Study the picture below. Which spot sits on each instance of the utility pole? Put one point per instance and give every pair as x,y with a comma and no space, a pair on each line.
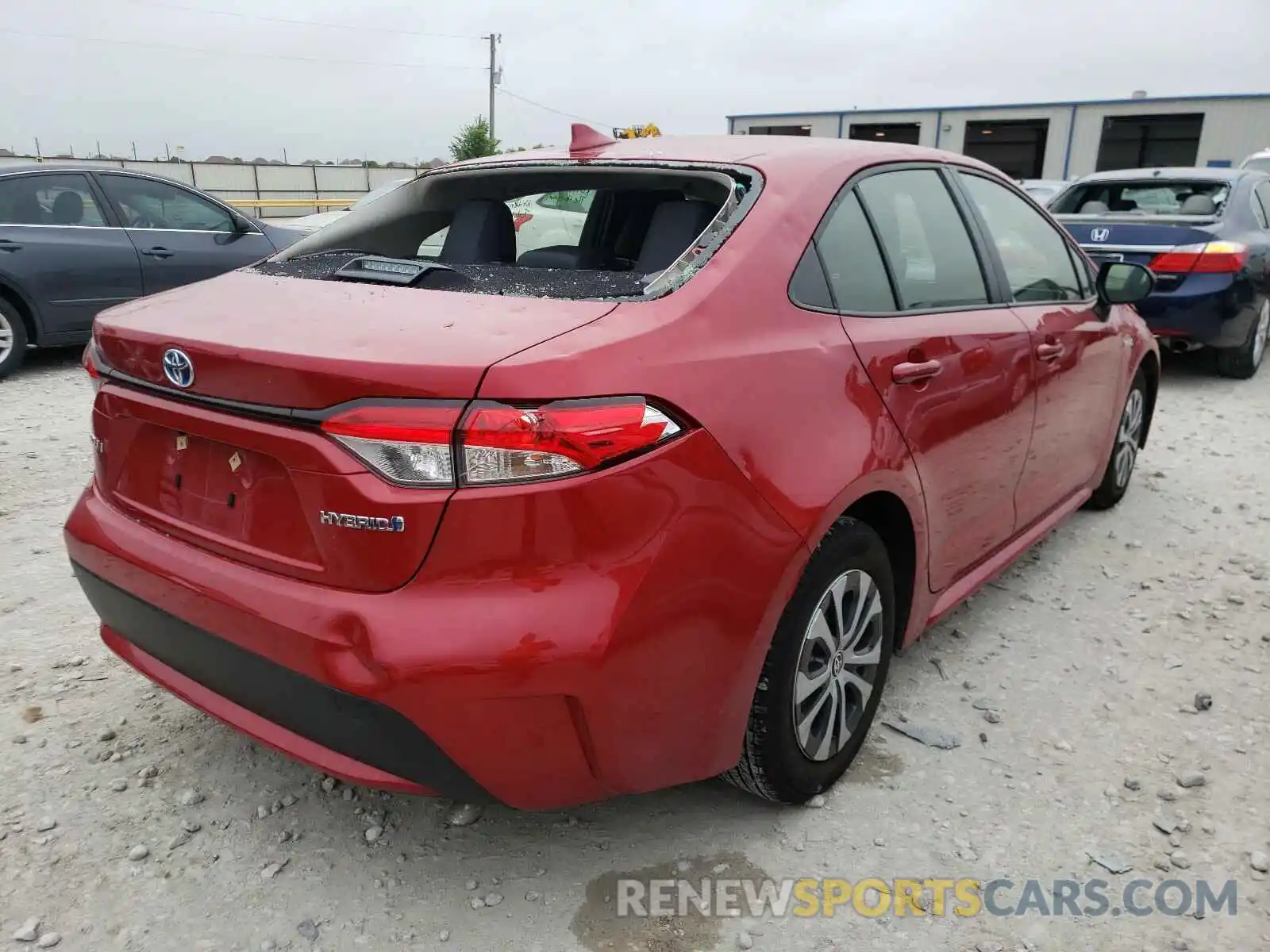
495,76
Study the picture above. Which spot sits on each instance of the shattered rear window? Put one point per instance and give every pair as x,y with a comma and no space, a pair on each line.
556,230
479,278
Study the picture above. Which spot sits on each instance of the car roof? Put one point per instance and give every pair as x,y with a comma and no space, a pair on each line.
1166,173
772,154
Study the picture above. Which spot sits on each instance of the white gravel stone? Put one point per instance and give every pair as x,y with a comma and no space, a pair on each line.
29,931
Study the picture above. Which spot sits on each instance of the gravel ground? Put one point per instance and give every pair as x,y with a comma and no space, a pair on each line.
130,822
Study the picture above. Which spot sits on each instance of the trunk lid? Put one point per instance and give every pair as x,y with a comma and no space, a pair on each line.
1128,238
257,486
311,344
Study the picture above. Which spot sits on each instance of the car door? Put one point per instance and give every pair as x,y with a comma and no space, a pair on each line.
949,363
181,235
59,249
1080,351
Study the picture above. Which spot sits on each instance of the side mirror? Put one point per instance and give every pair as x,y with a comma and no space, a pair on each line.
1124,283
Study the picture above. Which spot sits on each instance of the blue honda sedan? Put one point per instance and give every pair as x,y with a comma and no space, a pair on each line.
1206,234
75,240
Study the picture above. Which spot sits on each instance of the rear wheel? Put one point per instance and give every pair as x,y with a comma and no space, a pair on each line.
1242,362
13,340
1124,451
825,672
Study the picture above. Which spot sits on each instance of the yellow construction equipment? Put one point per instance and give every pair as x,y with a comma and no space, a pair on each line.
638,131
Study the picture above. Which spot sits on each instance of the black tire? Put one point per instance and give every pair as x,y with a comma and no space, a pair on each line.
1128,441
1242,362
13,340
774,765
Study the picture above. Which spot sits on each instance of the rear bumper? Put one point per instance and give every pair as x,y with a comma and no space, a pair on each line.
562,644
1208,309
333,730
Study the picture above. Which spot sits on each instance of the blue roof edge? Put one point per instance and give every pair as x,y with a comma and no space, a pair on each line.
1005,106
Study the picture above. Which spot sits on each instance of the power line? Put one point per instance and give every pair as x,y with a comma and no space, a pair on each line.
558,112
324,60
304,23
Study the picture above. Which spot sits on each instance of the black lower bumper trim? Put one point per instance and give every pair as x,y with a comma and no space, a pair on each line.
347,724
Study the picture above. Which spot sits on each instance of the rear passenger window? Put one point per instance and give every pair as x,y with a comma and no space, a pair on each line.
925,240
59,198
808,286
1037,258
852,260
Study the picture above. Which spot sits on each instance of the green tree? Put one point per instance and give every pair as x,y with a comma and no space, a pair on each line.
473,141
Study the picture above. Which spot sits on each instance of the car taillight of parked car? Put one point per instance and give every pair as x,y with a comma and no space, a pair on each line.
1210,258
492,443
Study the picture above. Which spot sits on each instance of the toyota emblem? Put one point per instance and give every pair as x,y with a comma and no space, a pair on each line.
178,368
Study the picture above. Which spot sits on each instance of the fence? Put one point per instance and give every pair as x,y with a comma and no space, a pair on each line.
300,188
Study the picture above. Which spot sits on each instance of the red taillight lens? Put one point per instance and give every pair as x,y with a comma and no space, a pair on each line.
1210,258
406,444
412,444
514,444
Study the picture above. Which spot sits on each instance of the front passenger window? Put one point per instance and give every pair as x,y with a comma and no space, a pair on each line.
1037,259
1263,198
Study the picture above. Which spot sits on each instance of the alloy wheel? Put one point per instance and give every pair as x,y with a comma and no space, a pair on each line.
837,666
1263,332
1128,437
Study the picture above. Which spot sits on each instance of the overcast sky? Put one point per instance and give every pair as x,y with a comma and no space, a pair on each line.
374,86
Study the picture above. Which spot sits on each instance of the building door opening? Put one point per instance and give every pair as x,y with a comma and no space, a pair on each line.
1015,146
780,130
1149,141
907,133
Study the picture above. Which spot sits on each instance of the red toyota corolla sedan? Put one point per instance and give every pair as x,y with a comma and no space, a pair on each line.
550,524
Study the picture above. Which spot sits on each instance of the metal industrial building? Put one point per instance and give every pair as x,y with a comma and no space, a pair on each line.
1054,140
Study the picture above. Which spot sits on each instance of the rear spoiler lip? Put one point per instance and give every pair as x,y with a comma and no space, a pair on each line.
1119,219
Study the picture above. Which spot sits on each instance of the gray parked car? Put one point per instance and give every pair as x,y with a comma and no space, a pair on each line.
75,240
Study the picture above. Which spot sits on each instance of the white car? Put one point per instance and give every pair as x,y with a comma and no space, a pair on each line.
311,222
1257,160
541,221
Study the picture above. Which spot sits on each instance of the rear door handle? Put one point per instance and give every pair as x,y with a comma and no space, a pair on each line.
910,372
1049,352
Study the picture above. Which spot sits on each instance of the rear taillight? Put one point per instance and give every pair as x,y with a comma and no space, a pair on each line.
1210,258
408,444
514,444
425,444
____
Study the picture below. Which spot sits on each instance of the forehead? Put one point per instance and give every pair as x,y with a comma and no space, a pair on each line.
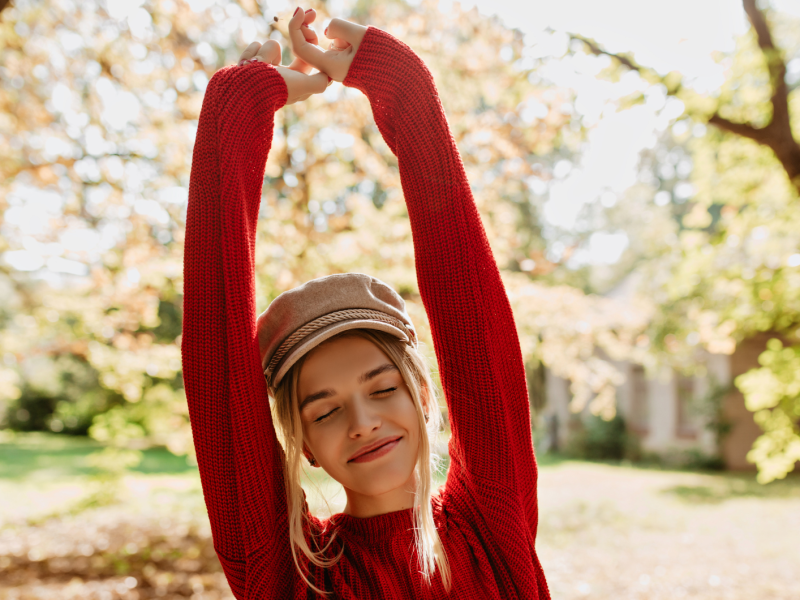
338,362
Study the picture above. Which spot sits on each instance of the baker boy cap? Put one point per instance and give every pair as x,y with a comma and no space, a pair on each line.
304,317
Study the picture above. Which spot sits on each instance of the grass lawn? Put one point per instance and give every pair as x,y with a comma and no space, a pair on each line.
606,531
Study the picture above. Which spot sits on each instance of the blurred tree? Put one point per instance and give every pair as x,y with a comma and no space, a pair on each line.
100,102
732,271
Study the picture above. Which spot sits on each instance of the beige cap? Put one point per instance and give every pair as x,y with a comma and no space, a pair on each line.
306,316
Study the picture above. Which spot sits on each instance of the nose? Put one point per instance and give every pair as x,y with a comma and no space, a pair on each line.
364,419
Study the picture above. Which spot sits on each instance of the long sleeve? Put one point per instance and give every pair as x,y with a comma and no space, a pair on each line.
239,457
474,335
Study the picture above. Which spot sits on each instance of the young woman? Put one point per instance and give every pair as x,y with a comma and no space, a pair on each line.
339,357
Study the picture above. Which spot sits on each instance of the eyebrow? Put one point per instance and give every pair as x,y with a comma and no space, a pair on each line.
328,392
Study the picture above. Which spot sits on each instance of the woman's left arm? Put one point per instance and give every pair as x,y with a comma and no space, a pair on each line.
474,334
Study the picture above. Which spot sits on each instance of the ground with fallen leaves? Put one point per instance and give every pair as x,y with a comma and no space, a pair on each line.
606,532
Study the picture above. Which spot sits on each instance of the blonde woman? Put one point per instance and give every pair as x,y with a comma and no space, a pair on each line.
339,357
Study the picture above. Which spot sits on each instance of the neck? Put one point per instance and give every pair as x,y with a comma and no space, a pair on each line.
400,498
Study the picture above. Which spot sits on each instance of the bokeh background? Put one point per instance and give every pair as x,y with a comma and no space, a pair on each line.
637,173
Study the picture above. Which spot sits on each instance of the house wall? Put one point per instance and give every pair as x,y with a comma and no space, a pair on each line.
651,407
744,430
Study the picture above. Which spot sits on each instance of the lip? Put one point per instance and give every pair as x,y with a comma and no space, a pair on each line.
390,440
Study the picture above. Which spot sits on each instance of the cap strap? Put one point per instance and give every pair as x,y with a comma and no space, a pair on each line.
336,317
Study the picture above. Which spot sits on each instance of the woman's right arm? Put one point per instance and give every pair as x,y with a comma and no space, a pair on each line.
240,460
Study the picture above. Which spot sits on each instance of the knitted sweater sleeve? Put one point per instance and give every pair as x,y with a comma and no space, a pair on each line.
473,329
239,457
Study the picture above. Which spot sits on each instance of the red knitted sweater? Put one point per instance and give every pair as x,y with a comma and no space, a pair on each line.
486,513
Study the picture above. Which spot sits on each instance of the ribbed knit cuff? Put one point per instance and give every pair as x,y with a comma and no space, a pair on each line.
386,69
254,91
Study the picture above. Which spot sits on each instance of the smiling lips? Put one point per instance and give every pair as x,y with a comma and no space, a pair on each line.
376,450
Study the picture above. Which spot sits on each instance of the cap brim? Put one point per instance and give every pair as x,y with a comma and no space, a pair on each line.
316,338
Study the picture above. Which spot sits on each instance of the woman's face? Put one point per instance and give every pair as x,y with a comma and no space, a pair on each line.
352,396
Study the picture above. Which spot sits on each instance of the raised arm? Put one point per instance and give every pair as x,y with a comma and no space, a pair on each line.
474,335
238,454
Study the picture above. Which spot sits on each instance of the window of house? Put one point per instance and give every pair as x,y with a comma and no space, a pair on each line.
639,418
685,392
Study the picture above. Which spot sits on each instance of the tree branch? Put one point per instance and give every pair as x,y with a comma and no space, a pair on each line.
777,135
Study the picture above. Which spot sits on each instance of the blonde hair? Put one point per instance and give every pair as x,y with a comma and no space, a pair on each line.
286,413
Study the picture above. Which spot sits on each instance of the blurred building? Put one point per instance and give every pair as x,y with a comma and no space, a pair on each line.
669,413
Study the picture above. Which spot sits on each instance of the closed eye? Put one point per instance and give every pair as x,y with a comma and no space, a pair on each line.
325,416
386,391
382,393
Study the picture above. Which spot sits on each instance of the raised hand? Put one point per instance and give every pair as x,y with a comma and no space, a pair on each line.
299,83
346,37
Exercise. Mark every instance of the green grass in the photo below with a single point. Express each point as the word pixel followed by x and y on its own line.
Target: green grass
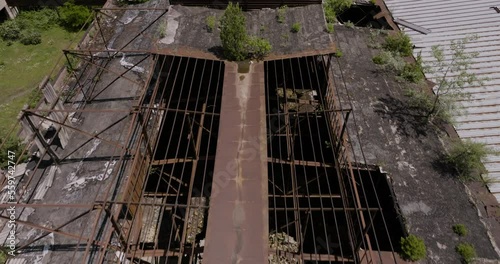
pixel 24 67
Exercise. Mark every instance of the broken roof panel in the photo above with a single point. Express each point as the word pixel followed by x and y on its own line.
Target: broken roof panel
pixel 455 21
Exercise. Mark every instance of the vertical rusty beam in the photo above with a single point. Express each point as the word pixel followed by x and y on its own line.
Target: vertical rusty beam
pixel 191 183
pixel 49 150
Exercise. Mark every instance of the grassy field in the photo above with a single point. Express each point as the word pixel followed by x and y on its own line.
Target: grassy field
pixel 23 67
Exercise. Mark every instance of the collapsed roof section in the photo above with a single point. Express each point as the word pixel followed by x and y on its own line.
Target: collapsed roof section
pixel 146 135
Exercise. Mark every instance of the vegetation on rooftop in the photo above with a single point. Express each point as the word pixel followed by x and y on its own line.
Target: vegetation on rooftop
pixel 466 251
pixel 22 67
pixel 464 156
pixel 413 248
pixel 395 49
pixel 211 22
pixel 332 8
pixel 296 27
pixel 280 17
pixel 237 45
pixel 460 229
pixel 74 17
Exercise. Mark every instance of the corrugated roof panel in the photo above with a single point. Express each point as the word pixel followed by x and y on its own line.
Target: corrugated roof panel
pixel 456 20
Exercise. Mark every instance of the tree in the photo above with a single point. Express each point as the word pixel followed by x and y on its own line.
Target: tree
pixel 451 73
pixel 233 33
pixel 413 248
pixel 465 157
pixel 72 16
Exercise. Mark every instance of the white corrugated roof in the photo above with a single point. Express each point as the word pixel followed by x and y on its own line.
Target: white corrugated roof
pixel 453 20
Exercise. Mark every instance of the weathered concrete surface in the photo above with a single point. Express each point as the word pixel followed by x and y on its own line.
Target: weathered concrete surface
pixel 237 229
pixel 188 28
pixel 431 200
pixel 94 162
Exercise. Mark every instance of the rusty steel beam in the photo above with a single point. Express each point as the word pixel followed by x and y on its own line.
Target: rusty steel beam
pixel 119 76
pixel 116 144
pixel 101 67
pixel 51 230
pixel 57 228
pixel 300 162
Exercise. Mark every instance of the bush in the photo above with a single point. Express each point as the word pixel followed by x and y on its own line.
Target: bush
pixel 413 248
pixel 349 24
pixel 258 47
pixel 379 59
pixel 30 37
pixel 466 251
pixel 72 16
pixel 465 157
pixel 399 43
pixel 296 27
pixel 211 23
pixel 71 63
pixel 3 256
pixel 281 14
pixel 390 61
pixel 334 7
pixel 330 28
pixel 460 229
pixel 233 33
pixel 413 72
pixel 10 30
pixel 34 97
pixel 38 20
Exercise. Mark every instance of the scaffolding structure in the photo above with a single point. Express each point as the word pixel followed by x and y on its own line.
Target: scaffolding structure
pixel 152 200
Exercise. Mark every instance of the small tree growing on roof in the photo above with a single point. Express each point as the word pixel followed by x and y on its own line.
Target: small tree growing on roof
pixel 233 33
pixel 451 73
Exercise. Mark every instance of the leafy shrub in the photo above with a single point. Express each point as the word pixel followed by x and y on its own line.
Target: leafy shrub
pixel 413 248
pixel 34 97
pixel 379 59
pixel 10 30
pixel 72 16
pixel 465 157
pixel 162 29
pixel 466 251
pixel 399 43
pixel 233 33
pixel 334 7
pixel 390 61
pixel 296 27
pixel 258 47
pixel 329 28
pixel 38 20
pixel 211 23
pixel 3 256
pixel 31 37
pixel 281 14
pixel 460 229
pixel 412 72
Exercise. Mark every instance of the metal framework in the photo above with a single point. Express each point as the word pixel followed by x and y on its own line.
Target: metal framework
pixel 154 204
____
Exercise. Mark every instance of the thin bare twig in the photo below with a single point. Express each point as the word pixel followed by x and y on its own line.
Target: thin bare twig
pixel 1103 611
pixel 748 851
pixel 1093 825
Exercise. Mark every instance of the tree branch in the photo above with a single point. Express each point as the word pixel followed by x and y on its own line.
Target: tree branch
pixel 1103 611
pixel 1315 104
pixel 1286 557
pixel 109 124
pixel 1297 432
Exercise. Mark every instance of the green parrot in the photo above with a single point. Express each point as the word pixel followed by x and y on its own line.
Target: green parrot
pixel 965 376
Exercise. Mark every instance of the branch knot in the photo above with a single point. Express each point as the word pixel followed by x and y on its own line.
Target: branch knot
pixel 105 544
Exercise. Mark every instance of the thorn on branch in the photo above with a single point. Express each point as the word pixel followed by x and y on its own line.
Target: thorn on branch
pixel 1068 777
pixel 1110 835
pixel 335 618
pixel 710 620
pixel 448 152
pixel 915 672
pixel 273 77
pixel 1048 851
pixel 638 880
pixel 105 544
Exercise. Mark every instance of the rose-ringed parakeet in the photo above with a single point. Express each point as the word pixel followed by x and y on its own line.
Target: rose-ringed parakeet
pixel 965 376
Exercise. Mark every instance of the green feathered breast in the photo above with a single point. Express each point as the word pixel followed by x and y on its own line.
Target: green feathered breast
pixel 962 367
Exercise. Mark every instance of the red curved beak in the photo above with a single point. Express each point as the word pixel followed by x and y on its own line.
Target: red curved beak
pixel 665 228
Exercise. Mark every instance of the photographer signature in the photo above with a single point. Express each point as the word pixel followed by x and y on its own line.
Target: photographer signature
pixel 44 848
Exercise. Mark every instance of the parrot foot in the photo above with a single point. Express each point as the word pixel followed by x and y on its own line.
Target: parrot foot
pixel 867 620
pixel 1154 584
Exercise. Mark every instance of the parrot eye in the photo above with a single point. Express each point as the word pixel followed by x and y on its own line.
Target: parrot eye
____
## YOUR INSTRUCTIONS
Keep to the stretch from the line containing "Exercise. Mark every instance of the green grass" through the line containing "Exercise. Mark every instance of the corrugated", both ends included, and copy it exactly from the listing above, minus the pictures.

## ANSWER FOR THIS EXERCISE
Exercise. Mark every instance of the green grass in the photo below with a single point. Express each point as the word pixel followed by x and y on its own line.
Target: green grass
pixel 24 67
Exercise. Mark every instance of the broken roof panel in the photo above with a single point. Express each point as the word pixel followed by x and y on its own line.
Target: broken roof panel
pixel 455 21
Exercise. Mark every instance of the vertical rusty beam in the photo above with a single point. Express each point as the word pixel followed by x and y on its own line.
Target: vertical rusty beam
pixel 191 183
pixel 49 150
Exercise. Mark every instance of the grassy field in the photo above with a single point. Express each point as the word pixel followed by x and y on its own line.
Target: grassy field
pixel 23 67
Exercise. Mark every instance of the collapsed roof section in the photo above with a single point. Express each point as the word pixel followed by x and y on its own line.
Target: collapsed roof section
pixel 146 135
Exercise. Mark every instance of the vegetation on rooftop in the photo above with a single point. Express each point as the word pixel followed by x and y on its own line.
Target: vegetation on rooftop
pixel 466 251
pixel 22 67
pixel 464 156
pixel 413 248
pixel 395 49
pixel 211 22
pixel 332 8
pixel 296 27
pixel 280 17
pixel 237 45
pixel 460 229
pixel 74 17
Exercise. Mark every instance of the corrugated roof panel in the photo above with a single point. Express each point as the word pixel followed by x and y on its own line.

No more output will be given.